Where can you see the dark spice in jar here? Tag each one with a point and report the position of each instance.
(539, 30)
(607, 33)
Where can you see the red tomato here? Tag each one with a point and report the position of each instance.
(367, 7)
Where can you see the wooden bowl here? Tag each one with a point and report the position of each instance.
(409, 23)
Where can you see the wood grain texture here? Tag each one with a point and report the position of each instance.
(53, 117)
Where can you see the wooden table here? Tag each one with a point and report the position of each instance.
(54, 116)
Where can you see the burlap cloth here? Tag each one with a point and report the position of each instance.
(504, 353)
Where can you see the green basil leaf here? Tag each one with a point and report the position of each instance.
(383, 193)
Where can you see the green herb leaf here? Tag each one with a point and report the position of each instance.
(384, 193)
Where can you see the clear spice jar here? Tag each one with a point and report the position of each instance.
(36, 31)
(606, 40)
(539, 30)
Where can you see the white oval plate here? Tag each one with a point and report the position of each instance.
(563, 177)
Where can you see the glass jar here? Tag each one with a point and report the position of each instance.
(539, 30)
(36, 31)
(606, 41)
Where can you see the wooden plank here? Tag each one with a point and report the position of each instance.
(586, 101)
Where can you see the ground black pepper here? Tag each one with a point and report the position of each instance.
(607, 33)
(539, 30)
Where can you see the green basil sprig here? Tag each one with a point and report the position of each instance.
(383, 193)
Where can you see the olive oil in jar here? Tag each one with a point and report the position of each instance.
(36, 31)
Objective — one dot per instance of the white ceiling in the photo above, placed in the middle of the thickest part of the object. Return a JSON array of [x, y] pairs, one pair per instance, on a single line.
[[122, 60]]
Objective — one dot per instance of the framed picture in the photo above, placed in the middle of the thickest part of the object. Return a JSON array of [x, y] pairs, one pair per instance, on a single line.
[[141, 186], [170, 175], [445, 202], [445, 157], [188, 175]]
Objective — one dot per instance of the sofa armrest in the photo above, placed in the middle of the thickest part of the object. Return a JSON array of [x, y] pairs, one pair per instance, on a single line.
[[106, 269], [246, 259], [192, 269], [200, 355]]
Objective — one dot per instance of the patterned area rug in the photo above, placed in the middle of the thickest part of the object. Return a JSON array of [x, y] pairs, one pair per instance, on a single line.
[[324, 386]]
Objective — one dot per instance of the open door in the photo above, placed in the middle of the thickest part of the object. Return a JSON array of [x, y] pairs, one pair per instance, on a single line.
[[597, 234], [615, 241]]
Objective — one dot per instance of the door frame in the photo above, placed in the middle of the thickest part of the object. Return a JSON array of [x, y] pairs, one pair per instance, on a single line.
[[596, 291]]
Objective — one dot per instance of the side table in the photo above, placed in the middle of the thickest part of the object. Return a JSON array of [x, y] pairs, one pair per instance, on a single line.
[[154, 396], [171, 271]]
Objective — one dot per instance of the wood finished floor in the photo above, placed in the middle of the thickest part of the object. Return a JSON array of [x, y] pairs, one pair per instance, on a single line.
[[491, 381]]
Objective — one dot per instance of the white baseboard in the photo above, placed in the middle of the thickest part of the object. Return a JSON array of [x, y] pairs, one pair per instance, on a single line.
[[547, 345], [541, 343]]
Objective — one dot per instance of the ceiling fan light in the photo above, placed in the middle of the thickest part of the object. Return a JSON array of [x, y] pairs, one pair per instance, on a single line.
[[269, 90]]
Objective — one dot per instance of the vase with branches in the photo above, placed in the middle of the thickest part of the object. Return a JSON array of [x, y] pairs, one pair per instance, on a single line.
# # # #
**The task**
Every entry above, from first to last, should be repeated exactly.

**Answer area**
Where can you see the dark spice in jar here? Tag each one with a point and report the position of each instance.
(539, 30)
(607, 33)
Where can you see the red tomato here? Tag each one with a point and report the position of each instance.
(367, 7)
Where can you see the wooden bowl here? Tag each one with a point and report the position of each instance.
(409, 23)
Where can you see the wood grain texture here? Tag each one with a point and report the position of each instance.
(53, 117)
Where can you see the wooden table here? Tag each one with a point and report the position of each instance.
(54, 116)
Where can you see the burlap cloth here? Tag each one with a point and report the position of each instance.
(504, 353)
Where can you see the green basil leaf here? Tag each one with a point and report the position of each instance.
(383, 193)
Where can you see the green herb leaf here? Tag each one with a point and report the position of each instance.
(384, 193)
Where can you see the clear spice jar here? Tag each one with a point and report the position of each instance.
(36, 31)
(606, 40)
(539, 30)
Where can you see the white oval plate here? Tag each one with a point and report the position of each instance.
(563, 177)
Where can you see the glass jar here? Tag each one with a point and report the position of each instance.
(539, 30)
(36, 31)
(606, 41)
Where can you see the wooden plank here? Tag each one with a point and report the position of each instance.
(586, 101)
Where can you see the ground black pepper here? Tag each one with a point and report the position of each instance.
(607, 33)
(539, 30)
Where can you see the green basil sprig here? Tag each one with a point and report the position of each instance.
(383, 193)
Where can you see the olive oil in jar here? Tag each one with a point and report the position of each instance.
(36, 31)
Objective — one dot per instance of the white ceiling in the photo above, placed in the middle of the thickest part of the object. Return a JSON array of [x, y] pairs, one pair per instance, on a single line.
[[122, 60]]
Objective — one dot per instance of the framed picture in the photo above, placed in the middle of the thickest part of the object. Return a JSON array of [x, y] pairs, one pair per instance, on a single line.
[[141, 186], [170, 175], [445, 202], [445, 157], [188, 175]]
Objective — one dot per instance of the sofa armrest in the photo above, placed in the middle of the thickest part of the object. Return a JSON array of [x, y] pairs, one pair per instance, on a single line.
[[106, 269], [246, 259], [192, 269], [200, 355]]
Objective — one dot per instance of the patterned area rug in the photo above, placed in the middle of the thickest part of the object. Return a JSON array of [x, y] pairs, one pair per instance, on a single line.
[[324, 386]]
Objective — one dot per instance of the open door in the photo above, placed in the middle of the thickest part of the object. Return a JSON array of [x, y] pairs, one pair per instance, on a single line.
[[597, 234], [615, 241]]
Objective — one dot per instance of the door frame in the photo above, placed in the middle of the thickest part of the object. Return a JSON array of [x, y] pairs, one pair per instance, on a single line.
[[596, 291]]
Objective — one dot per instance of the side table in the photo above, placed in the middle of the thickest part of the object. Return a JSON array of [x, y] pairs, one pair per instance, on a single line.
[[154, 396], [171, 271]]
Objective — one dot per instance of the wood finished floor in the photo above, placed in the middle of the thickest part of the object. Return a JSON array of [x, y] pairs, one pair per instance, on a single line.
[[491, 381]]
Objective — one dot per instance of the white baseboard in the photo above, placed in the middle of the thickest part of the object. Return a JSON array of [x, y] pairs, one pair per instance, on a single line.
[[547, 345], [541, 343]]
Objective — one dot per instance of the ceiling fan light in the photo above, placed in the middle of the thickest part of the object. Return a JSON array of [x, y] pairs, one pair per instance, on a single line.
[[269, 90]]
Objective — one dot per instance of the vase with branches in the photo above, placed in the middle of the thickest part of the object. Return a JSON array of [x, y] pairs, one pair per instance, on a single line.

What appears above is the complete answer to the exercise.